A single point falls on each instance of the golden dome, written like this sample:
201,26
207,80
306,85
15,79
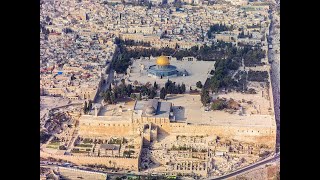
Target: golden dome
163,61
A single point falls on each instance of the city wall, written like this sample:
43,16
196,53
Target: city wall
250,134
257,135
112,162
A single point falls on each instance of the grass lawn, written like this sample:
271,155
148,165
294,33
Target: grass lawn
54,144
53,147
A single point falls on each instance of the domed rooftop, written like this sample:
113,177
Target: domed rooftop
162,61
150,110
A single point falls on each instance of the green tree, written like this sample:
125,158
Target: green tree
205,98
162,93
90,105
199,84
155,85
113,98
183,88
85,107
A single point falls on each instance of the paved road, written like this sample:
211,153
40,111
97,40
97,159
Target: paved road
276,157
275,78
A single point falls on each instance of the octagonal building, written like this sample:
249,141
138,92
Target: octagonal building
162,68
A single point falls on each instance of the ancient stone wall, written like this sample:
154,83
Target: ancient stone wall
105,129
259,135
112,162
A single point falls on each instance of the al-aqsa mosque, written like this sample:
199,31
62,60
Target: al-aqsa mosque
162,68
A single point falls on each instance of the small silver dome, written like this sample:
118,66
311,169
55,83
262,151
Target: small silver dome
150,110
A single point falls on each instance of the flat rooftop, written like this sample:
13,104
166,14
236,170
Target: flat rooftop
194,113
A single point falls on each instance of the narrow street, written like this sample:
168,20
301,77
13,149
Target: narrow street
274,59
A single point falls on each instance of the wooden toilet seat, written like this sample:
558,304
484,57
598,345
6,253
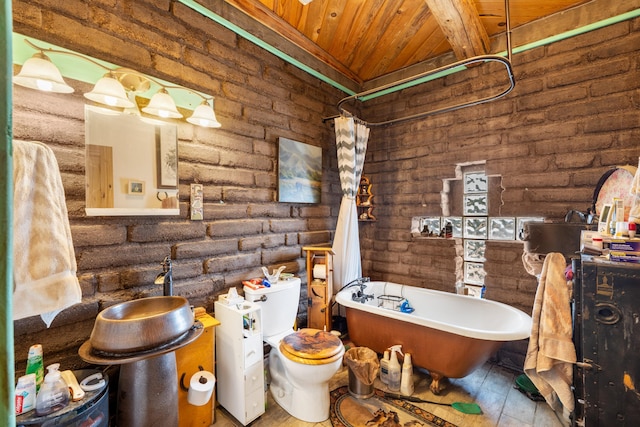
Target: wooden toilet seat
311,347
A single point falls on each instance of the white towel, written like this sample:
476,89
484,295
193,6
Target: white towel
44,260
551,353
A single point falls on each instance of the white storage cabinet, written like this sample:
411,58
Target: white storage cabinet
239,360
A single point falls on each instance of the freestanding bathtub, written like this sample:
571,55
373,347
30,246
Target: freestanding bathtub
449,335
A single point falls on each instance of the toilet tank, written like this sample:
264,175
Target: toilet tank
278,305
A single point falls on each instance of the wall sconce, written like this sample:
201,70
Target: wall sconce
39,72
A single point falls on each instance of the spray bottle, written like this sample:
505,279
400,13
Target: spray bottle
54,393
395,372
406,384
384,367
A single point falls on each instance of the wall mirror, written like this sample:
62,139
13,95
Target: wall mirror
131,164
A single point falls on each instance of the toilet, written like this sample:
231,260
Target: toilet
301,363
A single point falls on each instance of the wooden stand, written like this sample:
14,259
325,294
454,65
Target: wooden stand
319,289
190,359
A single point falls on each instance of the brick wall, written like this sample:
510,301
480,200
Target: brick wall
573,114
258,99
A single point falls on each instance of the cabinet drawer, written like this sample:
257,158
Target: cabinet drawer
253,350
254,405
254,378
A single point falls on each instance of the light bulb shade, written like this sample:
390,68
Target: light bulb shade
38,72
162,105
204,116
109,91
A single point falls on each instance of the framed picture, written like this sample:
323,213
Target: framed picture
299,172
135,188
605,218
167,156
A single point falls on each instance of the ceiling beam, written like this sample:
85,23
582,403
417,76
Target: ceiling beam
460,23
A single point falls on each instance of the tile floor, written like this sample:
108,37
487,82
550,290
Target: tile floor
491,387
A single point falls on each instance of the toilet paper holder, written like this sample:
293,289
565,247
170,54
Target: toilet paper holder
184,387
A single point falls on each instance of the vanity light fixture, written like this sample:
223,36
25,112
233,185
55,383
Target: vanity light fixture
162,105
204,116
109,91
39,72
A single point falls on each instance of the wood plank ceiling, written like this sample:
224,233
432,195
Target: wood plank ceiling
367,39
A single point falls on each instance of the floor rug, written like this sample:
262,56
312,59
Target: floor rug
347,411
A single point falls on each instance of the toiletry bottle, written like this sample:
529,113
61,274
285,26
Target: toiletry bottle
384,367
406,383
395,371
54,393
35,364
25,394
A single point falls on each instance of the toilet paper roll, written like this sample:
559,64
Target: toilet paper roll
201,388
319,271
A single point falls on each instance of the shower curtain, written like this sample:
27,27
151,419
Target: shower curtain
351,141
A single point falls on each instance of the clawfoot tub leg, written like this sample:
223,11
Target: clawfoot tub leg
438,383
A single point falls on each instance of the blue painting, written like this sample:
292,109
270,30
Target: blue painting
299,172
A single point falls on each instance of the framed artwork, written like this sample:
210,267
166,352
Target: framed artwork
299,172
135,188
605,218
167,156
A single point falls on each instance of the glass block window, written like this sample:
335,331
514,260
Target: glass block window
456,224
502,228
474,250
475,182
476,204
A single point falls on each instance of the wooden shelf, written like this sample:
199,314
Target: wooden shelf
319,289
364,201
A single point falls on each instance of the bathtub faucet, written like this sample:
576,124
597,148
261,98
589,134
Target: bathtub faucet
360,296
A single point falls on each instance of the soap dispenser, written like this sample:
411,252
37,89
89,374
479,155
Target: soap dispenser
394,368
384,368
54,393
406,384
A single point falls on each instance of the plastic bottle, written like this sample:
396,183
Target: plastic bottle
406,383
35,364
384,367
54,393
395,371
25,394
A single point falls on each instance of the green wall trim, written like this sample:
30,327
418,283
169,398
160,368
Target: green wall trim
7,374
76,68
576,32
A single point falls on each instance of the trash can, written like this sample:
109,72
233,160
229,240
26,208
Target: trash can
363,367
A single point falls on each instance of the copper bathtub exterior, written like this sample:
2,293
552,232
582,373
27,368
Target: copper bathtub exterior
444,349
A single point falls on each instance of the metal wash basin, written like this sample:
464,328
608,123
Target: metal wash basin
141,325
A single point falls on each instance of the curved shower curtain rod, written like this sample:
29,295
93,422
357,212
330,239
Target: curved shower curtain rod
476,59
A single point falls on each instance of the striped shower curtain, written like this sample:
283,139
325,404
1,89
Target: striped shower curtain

--

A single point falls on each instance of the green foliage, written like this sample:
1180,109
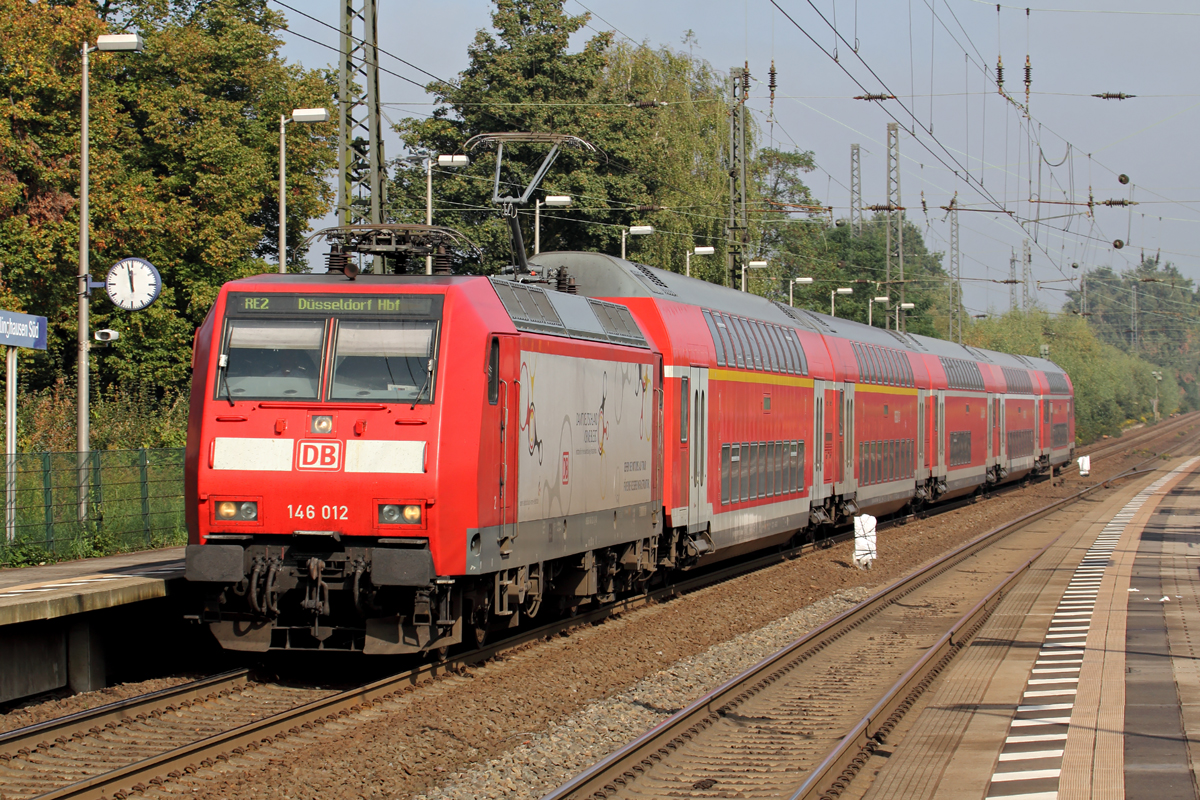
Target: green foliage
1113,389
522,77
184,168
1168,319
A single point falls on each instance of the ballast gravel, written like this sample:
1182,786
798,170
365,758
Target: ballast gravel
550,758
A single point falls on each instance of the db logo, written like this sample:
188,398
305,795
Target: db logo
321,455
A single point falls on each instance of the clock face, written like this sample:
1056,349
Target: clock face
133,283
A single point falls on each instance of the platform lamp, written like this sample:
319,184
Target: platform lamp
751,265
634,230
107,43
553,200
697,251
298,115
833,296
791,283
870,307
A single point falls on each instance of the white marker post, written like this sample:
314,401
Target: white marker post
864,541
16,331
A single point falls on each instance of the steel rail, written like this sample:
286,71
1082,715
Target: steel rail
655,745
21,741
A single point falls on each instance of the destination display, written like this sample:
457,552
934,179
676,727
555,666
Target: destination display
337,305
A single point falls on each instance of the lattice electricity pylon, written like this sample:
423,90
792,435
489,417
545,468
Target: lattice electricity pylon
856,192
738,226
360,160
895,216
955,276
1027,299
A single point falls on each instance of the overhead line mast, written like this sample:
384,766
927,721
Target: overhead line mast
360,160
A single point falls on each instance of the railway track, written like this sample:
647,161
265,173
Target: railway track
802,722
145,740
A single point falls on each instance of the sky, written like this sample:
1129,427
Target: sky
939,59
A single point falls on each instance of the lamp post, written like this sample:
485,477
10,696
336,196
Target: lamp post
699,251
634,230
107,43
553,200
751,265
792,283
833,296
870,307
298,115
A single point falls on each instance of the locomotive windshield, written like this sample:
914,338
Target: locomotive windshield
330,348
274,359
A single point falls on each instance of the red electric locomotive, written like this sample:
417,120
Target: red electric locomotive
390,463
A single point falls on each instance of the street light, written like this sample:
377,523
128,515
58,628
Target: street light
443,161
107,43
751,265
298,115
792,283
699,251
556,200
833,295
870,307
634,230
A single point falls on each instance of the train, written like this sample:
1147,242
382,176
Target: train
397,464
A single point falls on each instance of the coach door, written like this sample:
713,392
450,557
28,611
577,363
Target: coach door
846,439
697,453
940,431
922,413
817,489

GIVEN REQUEST
Convert the lines above, from the one containing "A single point falls on each instance of the striped" through the one containing "Target: striped shower curtain", inclusive, into a JSON list of strings with one string per line. Leave out any blank lines.

SOLUTION TO THE EXERCISE
[
  "A single point falls on each instance of the striped shower curtain, written like this sample:",
  "283,139",
  "325,404",
  "1,89",
  "Target: striped shower curtain"
]